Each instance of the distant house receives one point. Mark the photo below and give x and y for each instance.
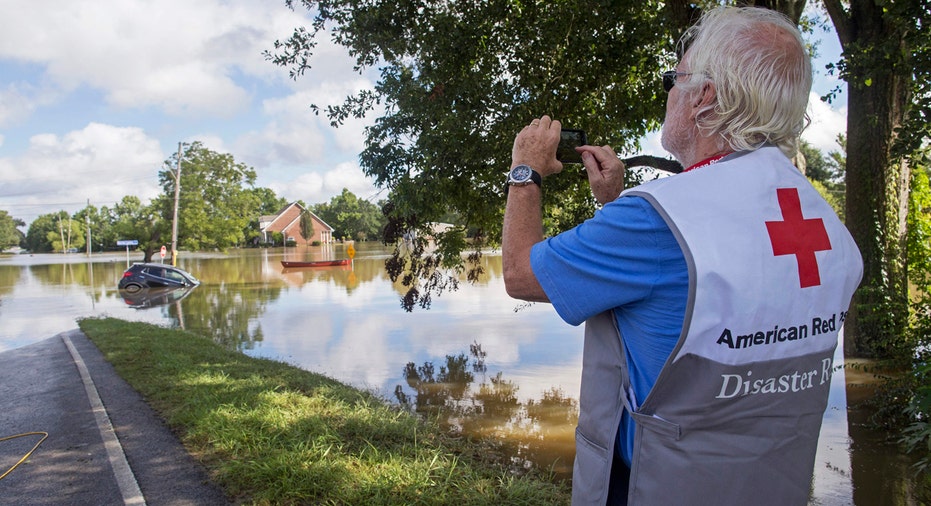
(288, 222)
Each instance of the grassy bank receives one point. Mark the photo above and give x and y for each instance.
(270, 433)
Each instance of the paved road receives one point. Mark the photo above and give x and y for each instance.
(104, 446)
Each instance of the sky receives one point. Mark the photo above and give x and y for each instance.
(95, 96)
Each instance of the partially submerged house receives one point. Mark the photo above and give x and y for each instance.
(288, 223)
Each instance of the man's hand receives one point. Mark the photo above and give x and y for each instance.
(605, 172)
(535, 146)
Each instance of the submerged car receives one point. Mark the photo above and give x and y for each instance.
(146, 275)
(146, 298)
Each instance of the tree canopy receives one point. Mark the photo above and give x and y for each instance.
(457, 81)
(10, 236)
(217, 203)
(351, 217)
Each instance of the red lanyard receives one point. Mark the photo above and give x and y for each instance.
(706, 162)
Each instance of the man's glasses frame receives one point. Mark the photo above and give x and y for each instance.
(669, 79)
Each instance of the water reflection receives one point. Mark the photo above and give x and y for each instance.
(148, 298)
(487, 364)
(531, 432)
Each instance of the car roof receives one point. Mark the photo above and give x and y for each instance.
(156, 264)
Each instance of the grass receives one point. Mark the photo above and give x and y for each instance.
(270, 433)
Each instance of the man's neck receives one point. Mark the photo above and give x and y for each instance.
(705, 148)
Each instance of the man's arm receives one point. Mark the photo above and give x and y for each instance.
(534, 146)
(523, 227)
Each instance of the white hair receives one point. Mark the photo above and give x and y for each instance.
(761, 71)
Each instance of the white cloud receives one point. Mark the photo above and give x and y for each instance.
(100, 163)
(181, 57)
(321, 186)
(826, 124)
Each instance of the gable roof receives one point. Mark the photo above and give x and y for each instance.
(269, 220)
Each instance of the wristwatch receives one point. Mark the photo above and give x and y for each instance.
(522, 175)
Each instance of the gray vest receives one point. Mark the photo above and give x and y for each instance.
(735, 414)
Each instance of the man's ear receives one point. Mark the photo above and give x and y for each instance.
(706, 97)
(704, 100)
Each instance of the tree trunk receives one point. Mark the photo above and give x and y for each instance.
(877, 177)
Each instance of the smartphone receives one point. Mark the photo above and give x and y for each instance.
(570, 139)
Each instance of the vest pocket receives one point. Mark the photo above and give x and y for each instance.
(591, 471)
(658, 425)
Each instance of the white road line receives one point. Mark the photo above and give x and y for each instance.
(125, 478)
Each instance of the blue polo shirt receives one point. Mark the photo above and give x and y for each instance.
(624, 258)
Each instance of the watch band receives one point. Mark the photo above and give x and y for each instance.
(535, 178)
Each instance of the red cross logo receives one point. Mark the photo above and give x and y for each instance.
(795, 235)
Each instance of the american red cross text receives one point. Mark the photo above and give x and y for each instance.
(795, 235)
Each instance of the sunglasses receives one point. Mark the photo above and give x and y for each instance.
(669, 78)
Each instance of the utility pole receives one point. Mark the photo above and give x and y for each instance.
(88, 221)
(174, 221)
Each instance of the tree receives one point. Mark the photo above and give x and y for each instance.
(351, 217)
(269, 203)
(453, 103)
(217, 203)
(131, 220)
(827, 173)
(886, 63)
(10, 236)
(41, 229)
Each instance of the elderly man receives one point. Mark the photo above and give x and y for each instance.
(713, 298)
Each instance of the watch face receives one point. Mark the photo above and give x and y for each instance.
(520, 173)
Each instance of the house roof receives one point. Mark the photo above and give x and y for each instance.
(267, 220)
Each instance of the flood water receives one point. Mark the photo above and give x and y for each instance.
(487, 364)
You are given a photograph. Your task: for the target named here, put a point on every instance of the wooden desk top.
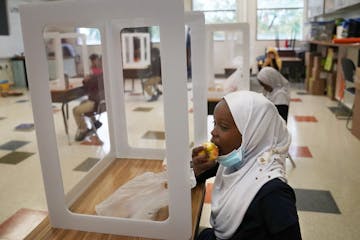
(117, 174)
(291, 59)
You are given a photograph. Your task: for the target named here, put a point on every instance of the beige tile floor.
(334, 165)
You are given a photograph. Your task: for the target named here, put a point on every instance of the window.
(92, 36)
(279, 19)
(216, 11)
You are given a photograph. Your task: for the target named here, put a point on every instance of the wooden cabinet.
(323, 65)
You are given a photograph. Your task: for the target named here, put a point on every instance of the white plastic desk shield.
(128, 55)
(56, 36)
(110, 16)
(196, 22)
(236, 48)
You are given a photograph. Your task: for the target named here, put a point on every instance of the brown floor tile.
(143, 109)
(19, 225)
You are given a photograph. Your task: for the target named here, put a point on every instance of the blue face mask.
(232, 159)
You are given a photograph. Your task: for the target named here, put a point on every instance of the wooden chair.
(95, 117)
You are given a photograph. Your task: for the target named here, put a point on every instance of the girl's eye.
(223, 128)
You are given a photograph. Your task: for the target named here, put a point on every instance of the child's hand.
(201, 161)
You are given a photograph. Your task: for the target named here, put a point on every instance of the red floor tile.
(208, 193)
(300, 151)
(305, 119)
(19, 225)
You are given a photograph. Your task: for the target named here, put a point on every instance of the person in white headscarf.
(276, 89)
(251, 198)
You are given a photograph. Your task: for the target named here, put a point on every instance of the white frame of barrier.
(110, 16)
(128, 50)
(59, 54)
(196, 22)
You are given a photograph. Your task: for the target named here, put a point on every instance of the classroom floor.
(326, 154)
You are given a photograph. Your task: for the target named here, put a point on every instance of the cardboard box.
(317, 62)
(317, 86)
(309, 58)
(355, 129)
(315, 73)
(330, 85)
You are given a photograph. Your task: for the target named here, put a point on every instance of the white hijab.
(265, 141)
(280, 94)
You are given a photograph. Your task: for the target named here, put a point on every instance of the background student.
(272, 59)
(276, 89)
(94, 87)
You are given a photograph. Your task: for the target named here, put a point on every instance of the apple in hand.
(211, 150)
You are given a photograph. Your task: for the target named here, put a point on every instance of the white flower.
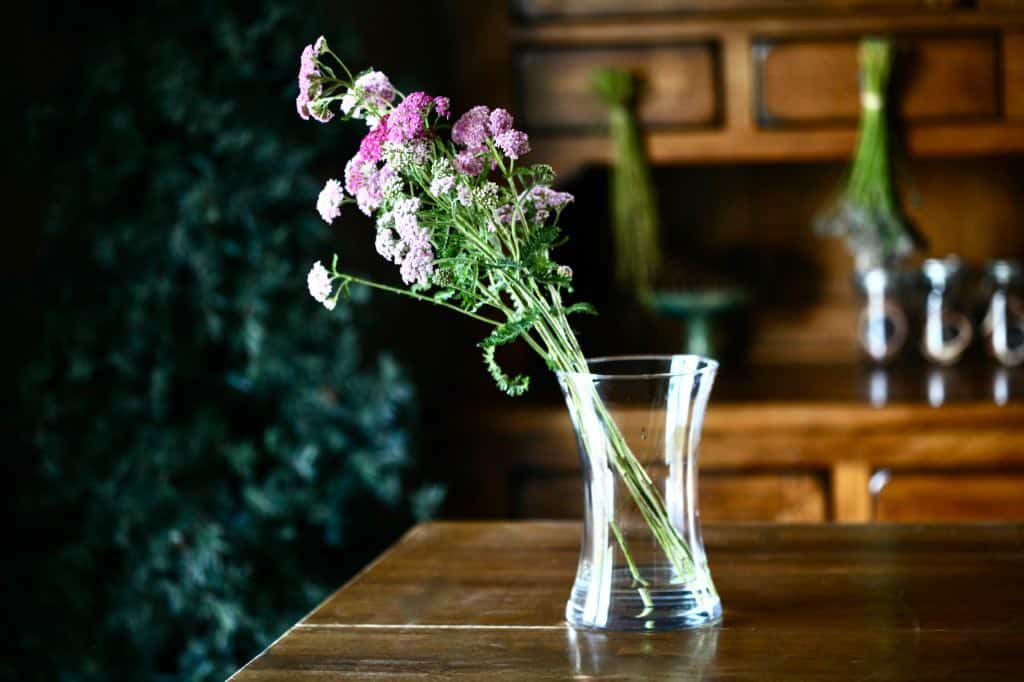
(441, 184)
(348, 101)
(318, 282)
(329, 202)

════

> What is required
Give back word for word the lines from the one containing "in white headscarf." through the final line of the data above. Pictures are to be left out.

> Response
You are given a photograph. Your task: for the target named here, put a point on every instance of the person in white headscarf.
(276, 89)
(251, 198)
You are given a photograph. Your task: for the target named here, put a point on every instance of the white frame of barrier.
(110, 16)
(128, 50)
(59, 54)
(196, 22)
You are given a photograph. Your task: for the target named here, put a point on every instance of the classroom floor.
(326, 154)
You are given a photograph. Your task: for the target named here, put a point on every instance of the cardboard box.
(317, 62)
(317, 86)
(309, 58)
(355, 129)
(315, 73)
(330, 85)
You are given a photograph. Your task: for the target named here, put a point on every instance of the white hijab.
(265, 141)
(280, 94)
You are given a photograph. Your task: for the target named here, put a point on every instance of the background student.
(272, 59)
(276, 89)
(94, 87)
You are given a photograph. Your task: for the target named here, put a point on every instance of the apple in hand.
(211, 150)
You are given a photograph. Your task: for the target named here, put a point on every instance of the white flower.
(441, 184)
(348, 101)
(318, 282)
(329, 202)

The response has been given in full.